Problem statement
Reproduce each line of the material precisely.

____________________

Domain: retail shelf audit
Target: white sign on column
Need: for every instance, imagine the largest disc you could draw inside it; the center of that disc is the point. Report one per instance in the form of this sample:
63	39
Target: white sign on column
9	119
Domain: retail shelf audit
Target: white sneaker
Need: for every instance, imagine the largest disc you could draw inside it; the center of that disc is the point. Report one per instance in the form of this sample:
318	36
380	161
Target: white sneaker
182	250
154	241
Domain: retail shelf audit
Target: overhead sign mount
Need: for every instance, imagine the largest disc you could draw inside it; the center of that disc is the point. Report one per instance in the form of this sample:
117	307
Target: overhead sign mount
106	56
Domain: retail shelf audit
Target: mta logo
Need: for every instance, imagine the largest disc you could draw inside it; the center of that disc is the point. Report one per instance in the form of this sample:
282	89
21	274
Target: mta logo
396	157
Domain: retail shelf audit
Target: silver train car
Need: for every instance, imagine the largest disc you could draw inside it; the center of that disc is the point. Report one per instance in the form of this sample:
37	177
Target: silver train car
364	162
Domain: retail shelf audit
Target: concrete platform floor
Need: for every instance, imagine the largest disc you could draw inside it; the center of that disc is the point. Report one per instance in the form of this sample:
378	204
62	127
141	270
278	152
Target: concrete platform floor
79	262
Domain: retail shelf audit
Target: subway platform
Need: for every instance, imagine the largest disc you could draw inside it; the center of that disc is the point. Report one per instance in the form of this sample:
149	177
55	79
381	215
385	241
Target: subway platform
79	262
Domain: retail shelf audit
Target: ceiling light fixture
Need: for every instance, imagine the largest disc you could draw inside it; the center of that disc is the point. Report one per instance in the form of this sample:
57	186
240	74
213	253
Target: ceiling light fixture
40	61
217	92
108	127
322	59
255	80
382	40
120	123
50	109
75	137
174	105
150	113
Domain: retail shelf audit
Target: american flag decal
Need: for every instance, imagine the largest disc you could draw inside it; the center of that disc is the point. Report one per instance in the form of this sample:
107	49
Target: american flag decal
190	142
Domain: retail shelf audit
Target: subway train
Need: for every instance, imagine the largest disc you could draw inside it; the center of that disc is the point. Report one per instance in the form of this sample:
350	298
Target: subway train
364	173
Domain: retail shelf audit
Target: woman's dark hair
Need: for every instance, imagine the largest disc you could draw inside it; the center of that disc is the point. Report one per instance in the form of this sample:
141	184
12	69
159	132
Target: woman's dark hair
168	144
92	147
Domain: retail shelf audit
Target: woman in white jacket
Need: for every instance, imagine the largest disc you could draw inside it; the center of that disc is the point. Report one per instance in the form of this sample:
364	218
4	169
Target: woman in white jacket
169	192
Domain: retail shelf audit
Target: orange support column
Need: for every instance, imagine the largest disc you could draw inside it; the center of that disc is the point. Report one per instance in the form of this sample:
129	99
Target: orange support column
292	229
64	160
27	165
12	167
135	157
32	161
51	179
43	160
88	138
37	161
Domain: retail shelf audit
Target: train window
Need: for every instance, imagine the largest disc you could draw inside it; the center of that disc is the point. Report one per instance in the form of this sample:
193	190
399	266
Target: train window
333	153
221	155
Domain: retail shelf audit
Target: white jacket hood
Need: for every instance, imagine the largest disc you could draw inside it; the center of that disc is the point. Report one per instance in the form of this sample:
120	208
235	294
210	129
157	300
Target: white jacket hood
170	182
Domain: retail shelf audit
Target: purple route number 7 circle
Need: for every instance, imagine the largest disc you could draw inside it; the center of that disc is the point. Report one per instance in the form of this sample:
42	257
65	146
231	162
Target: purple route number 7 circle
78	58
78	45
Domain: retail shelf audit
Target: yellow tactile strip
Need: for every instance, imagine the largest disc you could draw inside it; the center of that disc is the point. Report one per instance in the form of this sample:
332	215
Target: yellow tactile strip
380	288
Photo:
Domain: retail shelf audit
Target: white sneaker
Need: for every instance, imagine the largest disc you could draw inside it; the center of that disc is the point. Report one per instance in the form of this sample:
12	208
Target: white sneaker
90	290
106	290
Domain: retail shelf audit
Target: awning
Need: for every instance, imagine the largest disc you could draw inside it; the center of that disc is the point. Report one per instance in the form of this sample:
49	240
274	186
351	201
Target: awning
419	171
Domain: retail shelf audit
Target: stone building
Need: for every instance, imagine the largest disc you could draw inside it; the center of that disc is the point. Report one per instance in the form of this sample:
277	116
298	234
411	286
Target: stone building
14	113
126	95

____________________

Exercise answer
Domain: retail shelf audit
Target: white sign on column
Need: for every instance, imagine the largest disc you could draw inside it; the center of that disc is the point. Report one per instance in the form of this sample:
63	39
Target: white sign on column
9	119
Domain: retail shelf audit
Target: white sneaker
Need: for every instance, imagine the largest disc you could draw inside it; the center of that disc is the point. Report one per instance in the form of this sample:
318	36
380	161
Target: white sneaker
182	250
154	241
Domain: retail shelf audit
Target: overhead sign mount
Need: for every instance, imagine the largest disc you could draw inside it; the center of that disc is the point. Report one per instance in the form of this sample:
117	307
Target: overhead sign mount
106	56
Domain: retail shelf audit
Target: mta logo
Need: for every instance, imagine the largest disc you could draw inside it; the center of that disc is the point. Report one per instance in the form of this sample:
282	89
21	274
Target: mta logo
396	157
Domain: retail shelf audit
Target: silver train car
Need: for every instance, imagine the largest disc you could draw inside it; the center of that disc is the point. Report one per instance in the form of this sample:
37	177
Target: silver train car
364	162
Domain: retail shelf audit
Target: concrete platform floor
Need: for every instance, imagine the largest disc you could draw inside it; the center of that disc is the point. Report one per instance in the form of this sample:
378	204
62	127
141	270
278	152
Target: concrete platform floor
79	262
Domain: retail shelf audit
Target: subway platform
Need: for every instance, imagine the largest disc you could draw inside it; the center of that disc is the point. Report one per instance in the form of this sample:
149	177
55	79
381	215
385	241
Target: subway platform
79	262
Domain: retail shelf audit
Target: ceiling light fixture
Need: for every instance, imagine the largest disc you could draw inside it; the center of that disc is the point. Report one per instance in the form of this sample:
57	186
240	74
213	253
Target: ceiling light fixture
40	61
217	92
108	127
322	59
255	80
382	40
120	123
50	109
75	137
174	105
150	113
Domain: retail shelf audit
Target: american flag decal
Need: for every instance, imagine the largest disc you could draw inside it; the center of that disc is the point. Report one per instance in the form of this sample:
107	49
Target: american flag decal
190	142
Domain: retail shelf audit
Target: subway train
Need: for every instance, imagine the largest disc you could draw inside it; the center of that disc is the point. Report one per instance in the form of this sample:
350	298
Target: subway train
364	173
Domain: retail shelf audit
Target: woman's dark hair
Need: for every instance, imagine the largest disc you could draw inside it; the center of that disc is the point. Report one per instance in the form of this sample:
141	184
12	69
159	132
Target: woman's dark hair
168	144
92	147
Domain: retail shelf audit
Target: woman in white jacket
Need: for every instance, imagine the largest disc you could draw inside it; the center of that disc is the point. Report one per instance in the form of this sample:
364	218
4	169
Target: woman in white jacket
169	192
Domain: retail shelf audit
Target: orange support column
Need: for every instance, imagine the largest disc you could draw inside it; the center of that disc is the point. Report one per instance in the form of this sample:
129	99
Target: orange support column
292	229
64	160
27	165
12	167
135	157
32	161
51	179
43	160
88	138
37	161
Domain: retail shelf audit
Target: train window
Need: for every instance, imagine the largest disc you could draw inside it; the center of that disc is the point. Report one per instance in the form of this sample:
193	190
399	266
Target: train window
333	153
221	155
Domain: retail shelf audit
Target: white jacket hood
Need: for every instance, imagine the largest disc you could draw inside it; the center of that disc is the point. Report one per instance in the form of this sample:
120	208
235	294
210	129
157	300
Target: white jacket hood
170	182
Domain: retail shelf audit
Target: purple route number 7 circle
Need: for every instance, imagine the largest disc you could draw inside it; the center of that disc is the point. Report one per instance in the form of this sample:
42	257
65	146
231	162
Target: purple route number 7 circle
78	58
78	45
Domain: retail shelf audit
Target: yellow tactile strip
Need: for every instance, imagine the largest disc you could draw inside it; the center of that disc is the point. Report one per instance in the form of this sample:
332	215
Target: yellow tactile strip
380	288
Photo:
Domain: retail shelf audit
Target: white sneaker
Need: for every instance, imagine the largest disc you could draw inside it; the center of that disc is the point. Report one per instance in the form of this sample:
12	208
Target: white sneaker
90	290
106	290
Domain: retail shelf audit
Target: awning
Need: for every instance, imagine the largest disc you could draw inside it; the center of that disc is the point. Report one per instance in the form of this sample:
49	240
274	186
351	201
Target: awning
419	171
Domain: retail shelf audit
Target: stone building
Need: for every instance, imagine the largest disc you could draw inside it; the center of that disc is the point. Report one per instance in the form of this sample:
277	116
298	234
411	286
Target: stone building
14	113
126	95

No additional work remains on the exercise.